**What to work on**
Write down, unchanged, the entries from the first line through the line holding "find green foliage". Include no other line.

═══ Supplied records

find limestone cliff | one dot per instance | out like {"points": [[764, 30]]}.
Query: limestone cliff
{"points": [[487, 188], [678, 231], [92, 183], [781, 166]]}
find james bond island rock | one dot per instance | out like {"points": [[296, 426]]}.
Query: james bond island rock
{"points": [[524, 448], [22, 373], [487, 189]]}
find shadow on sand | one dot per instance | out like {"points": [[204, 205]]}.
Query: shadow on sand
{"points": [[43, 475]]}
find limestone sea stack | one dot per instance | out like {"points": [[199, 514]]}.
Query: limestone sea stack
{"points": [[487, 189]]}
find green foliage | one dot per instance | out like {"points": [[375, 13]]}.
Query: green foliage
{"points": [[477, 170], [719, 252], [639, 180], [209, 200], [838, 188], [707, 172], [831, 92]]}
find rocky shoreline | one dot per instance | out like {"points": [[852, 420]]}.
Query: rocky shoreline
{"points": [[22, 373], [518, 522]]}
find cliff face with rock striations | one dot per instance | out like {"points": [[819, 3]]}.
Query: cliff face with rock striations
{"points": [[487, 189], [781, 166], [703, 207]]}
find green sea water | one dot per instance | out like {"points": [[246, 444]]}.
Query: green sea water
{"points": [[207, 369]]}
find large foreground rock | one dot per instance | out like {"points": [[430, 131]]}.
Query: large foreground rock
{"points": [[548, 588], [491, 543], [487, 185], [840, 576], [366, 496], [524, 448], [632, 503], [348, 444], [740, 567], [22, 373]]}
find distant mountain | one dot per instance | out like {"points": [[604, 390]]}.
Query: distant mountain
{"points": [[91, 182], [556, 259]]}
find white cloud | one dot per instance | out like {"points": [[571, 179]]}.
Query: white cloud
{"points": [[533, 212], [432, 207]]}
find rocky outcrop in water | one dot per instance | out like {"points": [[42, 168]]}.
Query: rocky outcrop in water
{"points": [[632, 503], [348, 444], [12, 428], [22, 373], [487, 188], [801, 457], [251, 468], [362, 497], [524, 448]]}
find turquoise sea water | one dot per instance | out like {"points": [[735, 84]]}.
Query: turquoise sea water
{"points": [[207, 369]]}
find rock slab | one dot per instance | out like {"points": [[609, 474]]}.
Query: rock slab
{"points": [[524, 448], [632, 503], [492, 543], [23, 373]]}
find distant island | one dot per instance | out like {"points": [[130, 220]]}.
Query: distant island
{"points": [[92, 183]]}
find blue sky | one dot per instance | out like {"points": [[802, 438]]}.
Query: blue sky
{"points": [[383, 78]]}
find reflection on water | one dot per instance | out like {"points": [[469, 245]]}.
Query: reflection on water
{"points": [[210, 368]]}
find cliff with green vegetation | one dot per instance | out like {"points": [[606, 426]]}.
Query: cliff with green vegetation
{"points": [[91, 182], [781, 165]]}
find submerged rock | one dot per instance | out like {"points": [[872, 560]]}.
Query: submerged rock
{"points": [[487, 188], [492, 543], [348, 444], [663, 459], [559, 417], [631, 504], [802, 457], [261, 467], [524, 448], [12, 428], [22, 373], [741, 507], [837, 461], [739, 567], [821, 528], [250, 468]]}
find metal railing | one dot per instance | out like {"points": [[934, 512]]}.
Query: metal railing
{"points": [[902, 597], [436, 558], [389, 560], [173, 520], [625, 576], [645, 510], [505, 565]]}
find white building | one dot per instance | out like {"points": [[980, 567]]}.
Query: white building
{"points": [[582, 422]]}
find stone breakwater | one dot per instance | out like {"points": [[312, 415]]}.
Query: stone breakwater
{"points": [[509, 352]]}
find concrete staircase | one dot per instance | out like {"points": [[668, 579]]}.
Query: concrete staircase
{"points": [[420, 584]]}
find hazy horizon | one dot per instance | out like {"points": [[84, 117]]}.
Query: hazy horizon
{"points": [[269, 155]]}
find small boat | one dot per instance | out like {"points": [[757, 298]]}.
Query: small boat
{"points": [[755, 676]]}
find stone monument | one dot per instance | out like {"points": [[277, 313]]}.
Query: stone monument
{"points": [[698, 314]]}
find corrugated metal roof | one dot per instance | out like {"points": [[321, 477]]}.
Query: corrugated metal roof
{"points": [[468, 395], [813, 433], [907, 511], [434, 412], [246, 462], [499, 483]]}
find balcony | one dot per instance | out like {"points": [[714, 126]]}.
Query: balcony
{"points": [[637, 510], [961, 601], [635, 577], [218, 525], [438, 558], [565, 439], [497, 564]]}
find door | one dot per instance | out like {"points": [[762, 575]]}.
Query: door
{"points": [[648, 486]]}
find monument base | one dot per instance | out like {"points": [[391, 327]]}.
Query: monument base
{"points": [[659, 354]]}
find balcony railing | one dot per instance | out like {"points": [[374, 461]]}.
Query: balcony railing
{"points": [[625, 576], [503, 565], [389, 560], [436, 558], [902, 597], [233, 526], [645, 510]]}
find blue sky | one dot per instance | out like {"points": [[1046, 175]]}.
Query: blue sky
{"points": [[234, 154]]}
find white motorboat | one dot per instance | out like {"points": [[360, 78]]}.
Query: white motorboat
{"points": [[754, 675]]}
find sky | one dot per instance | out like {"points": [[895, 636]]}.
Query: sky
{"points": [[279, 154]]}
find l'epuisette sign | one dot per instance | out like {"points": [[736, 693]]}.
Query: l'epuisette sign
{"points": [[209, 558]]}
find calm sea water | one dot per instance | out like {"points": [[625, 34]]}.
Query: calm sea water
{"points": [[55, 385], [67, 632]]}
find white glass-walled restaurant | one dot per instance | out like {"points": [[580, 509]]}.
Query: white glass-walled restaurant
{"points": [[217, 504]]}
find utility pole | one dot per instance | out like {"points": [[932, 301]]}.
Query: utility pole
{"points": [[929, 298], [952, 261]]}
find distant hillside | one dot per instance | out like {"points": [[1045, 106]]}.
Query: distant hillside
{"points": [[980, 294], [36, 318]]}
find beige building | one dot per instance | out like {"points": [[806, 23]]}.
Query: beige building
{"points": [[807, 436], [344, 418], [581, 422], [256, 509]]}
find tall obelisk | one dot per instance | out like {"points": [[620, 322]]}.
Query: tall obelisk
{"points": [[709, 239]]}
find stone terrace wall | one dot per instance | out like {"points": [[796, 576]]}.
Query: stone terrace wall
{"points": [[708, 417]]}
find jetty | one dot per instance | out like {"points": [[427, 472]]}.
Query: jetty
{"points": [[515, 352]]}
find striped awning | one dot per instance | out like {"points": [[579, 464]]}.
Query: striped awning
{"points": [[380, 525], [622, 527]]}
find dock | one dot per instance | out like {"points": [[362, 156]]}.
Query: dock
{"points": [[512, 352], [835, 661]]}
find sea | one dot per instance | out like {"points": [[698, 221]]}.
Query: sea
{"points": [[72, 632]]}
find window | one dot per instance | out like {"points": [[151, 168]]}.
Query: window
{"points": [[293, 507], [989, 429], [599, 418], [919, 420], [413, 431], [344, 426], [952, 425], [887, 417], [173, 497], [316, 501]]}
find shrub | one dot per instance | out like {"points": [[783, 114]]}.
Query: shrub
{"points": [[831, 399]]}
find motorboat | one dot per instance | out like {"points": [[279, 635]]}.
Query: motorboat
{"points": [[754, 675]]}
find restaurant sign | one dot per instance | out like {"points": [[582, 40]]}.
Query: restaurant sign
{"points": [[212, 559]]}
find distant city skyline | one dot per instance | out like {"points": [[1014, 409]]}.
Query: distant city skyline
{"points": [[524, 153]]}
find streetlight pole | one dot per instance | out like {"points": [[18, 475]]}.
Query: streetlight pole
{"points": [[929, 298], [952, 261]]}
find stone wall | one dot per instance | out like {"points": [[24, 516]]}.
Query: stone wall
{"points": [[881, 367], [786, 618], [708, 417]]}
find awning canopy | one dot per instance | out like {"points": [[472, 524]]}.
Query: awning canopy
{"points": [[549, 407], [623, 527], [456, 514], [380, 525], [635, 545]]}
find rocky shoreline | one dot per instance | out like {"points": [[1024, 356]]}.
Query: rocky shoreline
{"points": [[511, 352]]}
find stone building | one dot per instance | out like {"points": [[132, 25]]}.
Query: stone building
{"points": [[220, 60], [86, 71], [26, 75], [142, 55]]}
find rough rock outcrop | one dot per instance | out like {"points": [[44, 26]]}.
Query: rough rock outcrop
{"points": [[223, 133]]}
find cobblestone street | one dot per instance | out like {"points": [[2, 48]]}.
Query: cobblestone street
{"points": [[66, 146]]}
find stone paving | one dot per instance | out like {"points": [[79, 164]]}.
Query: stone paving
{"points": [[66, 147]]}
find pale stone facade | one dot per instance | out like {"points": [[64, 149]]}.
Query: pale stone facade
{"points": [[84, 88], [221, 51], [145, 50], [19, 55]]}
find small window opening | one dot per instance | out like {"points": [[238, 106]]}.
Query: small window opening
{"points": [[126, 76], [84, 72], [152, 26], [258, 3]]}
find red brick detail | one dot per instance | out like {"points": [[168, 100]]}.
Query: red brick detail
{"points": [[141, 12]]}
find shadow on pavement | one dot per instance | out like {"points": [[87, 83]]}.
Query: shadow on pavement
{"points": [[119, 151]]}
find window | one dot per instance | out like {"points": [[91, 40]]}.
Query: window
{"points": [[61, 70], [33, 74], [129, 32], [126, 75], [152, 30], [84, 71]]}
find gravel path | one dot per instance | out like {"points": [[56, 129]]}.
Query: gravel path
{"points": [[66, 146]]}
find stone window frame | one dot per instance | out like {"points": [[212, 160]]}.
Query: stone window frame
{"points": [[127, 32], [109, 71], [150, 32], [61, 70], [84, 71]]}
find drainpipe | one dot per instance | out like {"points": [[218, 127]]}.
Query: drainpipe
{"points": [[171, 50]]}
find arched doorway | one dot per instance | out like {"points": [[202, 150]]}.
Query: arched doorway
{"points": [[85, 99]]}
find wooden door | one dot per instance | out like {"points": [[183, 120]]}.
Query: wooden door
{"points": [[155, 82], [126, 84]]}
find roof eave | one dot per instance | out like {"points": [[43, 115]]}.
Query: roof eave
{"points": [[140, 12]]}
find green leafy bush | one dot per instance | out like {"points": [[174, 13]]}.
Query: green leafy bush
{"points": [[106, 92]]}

══════

**Response area**
find limestone cliff | one dot per instance | out like {"points": [[764, 30]]}.
Query: limestone cliff
{"points": [[487, 188], [678, 231], [92, 183], [781, 166]]}
find james bond island rock | one dot per instance | out like {"points": [[296, 426]]}.
Query: james bond island rock
{"points": [[524, 448], [22, 373], [487, 189]]}
find shadow on sand | one dot per instance | out like {"points": [[204, 205]]}.
Query: shadow on sand
{"points": [[43, 475]]}
find limestone sea stack | one dot per instance | out like {"points": [[199, 514]]}.
Query: limestone sea stack
{"points": [[487, 189]]}
find green foliage | one dot per instance | out like {"points": [[375, 13]]}.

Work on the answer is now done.